* REQUIRED TASK A:
Give back each line of the listing that contains the word "sandy", copied in full. Matching is case-sensitive.
####
With a resilient hegemonic bloc at home financed by global liquidity and backed by the United States, an emboldened Erdoğan made three successive political moves. First, together with the Islamist-nationalist Gülen network, now referred to by Turkish authorities as the Fethullah Terrorist Organization (or FETÖ), which was embedded in the security apparatus and the judicial system, Erdoğan engaged in a struggle with the Turkish Armed Forces and the secular-nationalist network that controlled it through the so-called “Ergenekon” trial. Second, after a major clampdown, also executed by the Gülenist cadres in the security forces, on the legal and paralegal sections of Kurdish political movement during the 2009–2012 period, Erdoğan initiated peace negotiations with Öcalan in 2013. Finally, having secured a ceasefire at home, Erdoğan and his Minister of Foreign Affairs, Ahmed Davutoğlu, attempted to capitalize on the Arab uprisings by trying to position Turkey as the protector of an international coalition of Muslim Brotherhood supporters (spanning Egypt, Gaza, Syria and Turkey). Such a leadership position in the Middle East, Davutoğlu argued, especially given the retreat of the United States from the region under Obama, would enhance Turkey’s regional and global influence.

All these maneuvers triggered adverse reactions along domestic, regional and global fault lines. On the home front, Erdoğan’s lurch toward the Muslim Brotherhood, the dealings of members of his government and family with Iran despite the US-led sanctions, and the negotiations with the Kurdish autonomy movement caused the Gülen network to gradually turn against him from 2010 onward. At the regional level, the alliance between Turkey, Saudi Arabia and Qatar to support explicitly Sunni rebels in Syria broke down, and Turkey became isolated as the only government to continue to do so. At a more global geo-political level, Syria became a site of managed partition among the United States and the Kurdish-led SDF to the east of Euphrates, and Russia and Iran behind the Syrian government to the west.

This crisis of capitalism, combined with the crisis of the Republic, may unleash significant changes in the class composition of the country. Wage and salary earners will either lose their jobs, or their purchasing power will erode due to chronic inflation. Youth and women would be most adversely affected from the deterioration of the conditions of labor market.

Reading the prospects of even a quasi-autonomous Kurdish-led region in northern Syria, called Rojava by Kurds, as an existential threat to its territorial integrity, Turkey first stalled the peace negotiations. Then, in the summer of 2015, after AKP lost the necessary parliamentary majority to form a government following the June 2015 general elections, the Erdoğan government launched a major military operation on the Kurdish provinces in southeast Turkey. The all-out war against the Kurdish will for autonomy (whether it takes the form of violent clampdown on the municipal democracy experiment in southeast Anatolia, or, later on, the occupation of the Afrin canton of Rojava) quickly became the platform for Erdoğan’s shift toward an irredentist neo-Ottomanist rhetoric, combined with anti-imperialist nationalist motifs.

This geopolitical turn in the sequence of events swiftly placed Turkey in an unstable equilibrium between the United States and NATO, on the one hand, and Russia on the other. An important turning point was when Turkey shot down a Russian fighter jet on the Syrian border. In response, Russia immediately imposed a very costly economic embargo on Turkey, damaging not only tourism, but also Turkey’s construction investments in Russia, as well as agricultural exports. This episode revealed the dependence of Turkey’s economy on Russia—especially given that more than half of Turkey’s natural gas imports and nearly a quarter of its oil product imports originate in Russia.
####
* REQUIRED TASK B:
According to the passage on Turkish politics, why did Turkey stall the peace negotiations with the Kurdish movement?

* DATA LINES:
####
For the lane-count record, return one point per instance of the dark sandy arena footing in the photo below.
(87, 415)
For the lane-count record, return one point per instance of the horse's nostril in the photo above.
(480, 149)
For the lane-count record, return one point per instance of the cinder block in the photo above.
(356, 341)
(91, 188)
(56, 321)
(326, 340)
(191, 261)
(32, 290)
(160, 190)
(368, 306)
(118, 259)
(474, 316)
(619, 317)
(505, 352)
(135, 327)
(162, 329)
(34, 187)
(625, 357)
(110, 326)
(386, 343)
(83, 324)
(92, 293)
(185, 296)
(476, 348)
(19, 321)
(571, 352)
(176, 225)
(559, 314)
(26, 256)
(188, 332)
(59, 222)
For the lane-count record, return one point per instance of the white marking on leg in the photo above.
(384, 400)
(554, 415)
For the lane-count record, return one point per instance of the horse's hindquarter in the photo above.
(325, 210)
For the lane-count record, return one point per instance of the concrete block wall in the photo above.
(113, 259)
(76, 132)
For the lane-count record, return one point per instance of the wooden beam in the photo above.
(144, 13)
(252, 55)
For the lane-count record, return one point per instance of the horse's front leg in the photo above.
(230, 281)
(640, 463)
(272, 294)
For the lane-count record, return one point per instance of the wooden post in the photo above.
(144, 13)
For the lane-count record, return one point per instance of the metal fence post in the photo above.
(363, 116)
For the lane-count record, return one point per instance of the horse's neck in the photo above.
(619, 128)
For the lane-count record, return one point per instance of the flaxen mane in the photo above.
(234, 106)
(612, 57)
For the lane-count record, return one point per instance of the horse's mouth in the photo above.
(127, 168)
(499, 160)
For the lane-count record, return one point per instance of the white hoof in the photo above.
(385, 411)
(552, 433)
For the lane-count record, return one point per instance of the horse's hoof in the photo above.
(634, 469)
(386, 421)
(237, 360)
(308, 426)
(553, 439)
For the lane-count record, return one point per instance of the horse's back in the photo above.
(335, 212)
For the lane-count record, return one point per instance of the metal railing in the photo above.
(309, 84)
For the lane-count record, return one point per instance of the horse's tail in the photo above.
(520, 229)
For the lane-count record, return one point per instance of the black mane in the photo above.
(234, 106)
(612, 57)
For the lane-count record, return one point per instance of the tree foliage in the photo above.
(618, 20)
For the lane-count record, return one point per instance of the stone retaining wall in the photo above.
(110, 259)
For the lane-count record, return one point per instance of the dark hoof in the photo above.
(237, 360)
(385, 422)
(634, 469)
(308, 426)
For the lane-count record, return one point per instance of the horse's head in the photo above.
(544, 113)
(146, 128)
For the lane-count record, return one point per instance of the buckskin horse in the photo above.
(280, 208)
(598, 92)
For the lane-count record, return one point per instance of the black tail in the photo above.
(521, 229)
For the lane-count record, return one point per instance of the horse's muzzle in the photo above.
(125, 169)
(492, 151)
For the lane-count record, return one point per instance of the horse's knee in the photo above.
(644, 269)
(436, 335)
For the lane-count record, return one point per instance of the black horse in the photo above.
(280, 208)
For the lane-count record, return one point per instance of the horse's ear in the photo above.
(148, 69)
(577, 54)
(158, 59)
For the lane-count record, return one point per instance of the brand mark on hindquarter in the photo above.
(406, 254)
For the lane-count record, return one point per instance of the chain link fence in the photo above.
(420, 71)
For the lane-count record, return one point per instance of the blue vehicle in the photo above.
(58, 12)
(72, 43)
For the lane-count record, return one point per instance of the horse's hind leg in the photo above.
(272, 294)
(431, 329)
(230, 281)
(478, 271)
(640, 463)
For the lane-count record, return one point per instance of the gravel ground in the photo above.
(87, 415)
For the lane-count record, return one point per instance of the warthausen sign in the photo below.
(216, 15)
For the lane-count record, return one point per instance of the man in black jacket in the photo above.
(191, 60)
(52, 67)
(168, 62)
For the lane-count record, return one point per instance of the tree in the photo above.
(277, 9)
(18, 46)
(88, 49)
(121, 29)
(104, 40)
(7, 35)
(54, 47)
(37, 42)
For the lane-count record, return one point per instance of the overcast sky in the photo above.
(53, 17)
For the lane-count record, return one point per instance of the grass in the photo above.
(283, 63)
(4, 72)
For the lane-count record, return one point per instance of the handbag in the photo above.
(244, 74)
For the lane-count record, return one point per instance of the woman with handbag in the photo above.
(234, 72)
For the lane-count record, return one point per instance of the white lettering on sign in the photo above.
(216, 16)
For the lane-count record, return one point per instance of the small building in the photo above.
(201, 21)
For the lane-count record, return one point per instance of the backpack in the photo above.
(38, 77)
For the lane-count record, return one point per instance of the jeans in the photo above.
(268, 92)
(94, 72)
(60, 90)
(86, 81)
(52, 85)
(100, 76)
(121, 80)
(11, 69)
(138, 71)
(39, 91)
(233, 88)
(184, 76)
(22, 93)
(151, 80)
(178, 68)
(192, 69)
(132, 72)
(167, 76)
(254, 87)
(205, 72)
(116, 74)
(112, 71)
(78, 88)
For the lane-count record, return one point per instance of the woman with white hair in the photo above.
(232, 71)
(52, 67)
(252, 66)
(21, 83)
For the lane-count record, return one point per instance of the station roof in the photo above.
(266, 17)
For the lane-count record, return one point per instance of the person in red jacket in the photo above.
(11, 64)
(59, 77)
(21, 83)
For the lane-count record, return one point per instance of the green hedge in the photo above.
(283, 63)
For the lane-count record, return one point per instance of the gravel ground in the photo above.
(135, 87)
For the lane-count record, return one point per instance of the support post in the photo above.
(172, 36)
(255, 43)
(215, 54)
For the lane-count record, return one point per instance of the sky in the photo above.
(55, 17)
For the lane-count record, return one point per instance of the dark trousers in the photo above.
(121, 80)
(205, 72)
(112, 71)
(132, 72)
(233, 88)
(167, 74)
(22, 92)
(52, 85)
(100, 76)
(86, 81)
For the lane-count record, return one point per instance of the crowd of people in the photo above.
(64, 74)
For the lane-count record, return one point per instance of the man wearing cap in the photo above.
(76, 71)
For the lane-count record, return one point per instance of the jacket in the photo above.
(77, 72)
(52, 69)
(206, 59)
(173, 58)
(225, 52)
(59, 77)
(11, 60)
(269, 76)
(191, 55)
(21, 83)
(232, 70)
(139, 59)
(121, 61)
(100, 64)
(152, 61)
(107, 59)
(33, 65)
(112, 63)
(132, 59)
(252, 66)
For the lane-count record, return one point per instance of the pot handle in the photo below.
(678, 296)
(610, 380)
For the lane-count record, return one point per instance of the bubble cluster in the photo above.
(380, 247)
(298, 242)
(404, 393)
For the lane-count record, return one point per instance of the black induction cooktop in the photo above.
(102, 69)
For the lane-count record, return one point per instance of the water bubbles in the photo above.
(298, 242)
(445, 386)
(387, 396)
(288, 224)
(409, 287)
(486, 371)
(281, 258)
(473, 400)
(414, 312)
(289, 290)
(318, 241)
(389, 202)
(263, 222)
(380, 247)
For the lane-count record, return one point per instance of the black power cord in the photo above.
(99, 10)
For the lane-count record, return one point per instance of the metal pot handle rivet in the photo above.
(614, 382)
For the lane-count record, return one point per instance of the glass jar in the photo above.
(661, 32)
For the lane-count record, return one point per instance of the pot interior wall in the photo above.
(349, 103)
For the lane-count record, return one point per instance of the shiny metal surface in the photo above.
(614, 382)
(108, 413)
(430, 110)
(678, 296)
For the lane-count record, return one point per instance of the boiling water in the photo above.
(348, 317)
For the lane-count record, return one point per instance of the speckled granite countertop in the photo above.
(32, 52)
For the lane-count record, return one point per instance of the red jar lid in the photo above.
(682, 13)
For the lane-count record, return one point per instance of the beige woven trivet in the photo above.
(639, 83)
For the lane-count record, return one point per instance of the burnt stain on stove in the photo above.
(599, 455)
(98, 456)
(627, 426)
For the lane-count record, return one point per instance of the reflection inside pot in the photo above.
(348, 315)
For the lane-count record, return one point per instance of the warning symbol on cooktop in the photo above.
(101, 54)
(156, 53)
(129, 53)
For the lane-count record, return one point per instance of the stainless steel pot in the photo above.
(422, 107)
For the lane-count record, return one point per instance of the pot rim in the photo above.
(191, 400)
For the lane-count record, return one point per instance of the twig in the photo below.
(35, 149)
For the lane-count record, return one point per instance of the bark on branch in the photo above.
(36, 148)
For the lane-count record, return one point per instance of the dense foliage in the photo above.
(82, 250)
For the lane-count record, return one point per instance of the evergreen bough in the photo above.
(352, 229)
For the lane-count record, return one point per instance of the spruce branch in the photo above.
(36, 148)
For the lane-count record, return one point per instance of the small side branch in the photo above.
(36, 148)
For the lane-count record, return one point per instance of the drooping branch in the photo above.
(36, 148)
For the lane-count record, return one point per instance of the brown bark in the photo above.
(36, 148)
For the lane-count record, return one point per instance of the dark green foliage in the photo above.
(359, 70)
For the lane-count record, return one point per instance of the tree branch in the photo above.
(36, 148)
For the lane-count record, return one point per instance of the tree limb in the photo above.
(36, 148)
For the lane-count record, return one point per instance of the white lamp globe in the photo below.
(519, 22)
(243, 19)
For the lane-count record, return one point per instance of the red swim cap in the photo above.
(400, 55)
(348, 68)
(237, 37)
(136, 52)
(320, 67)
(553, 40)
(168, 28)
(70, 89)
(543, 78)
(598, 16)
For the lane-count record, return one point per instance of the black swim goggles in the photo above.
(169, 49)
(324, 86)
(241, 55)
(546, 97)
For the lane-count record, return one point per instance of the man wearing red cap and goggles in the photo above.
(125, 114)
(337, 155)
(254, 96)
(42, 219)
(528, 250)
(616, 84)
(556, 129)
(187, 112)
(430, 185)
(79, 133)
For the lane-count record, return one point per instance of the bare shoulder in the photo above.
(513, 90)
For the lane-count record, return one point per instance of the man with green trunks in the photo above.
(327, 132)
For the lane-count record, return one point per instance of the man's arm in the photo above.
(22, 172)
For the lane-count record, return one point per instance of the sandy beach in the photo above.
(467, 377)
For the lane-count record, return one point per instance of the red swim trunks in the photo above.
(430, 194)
####
* REPLY A:
For the lane-count record, return one point per instance of the dark sandy arena footing in the photo below.
For the lane-count record, return one point per instance of the sandy beach in the photo above.

* REPLY B:
Turkey stalled the negotiations because it saw even a quasi-autonomous Kurdish-led region in northern Syria, which Kurds call Rojava, as an existential threat to its territorial integrity.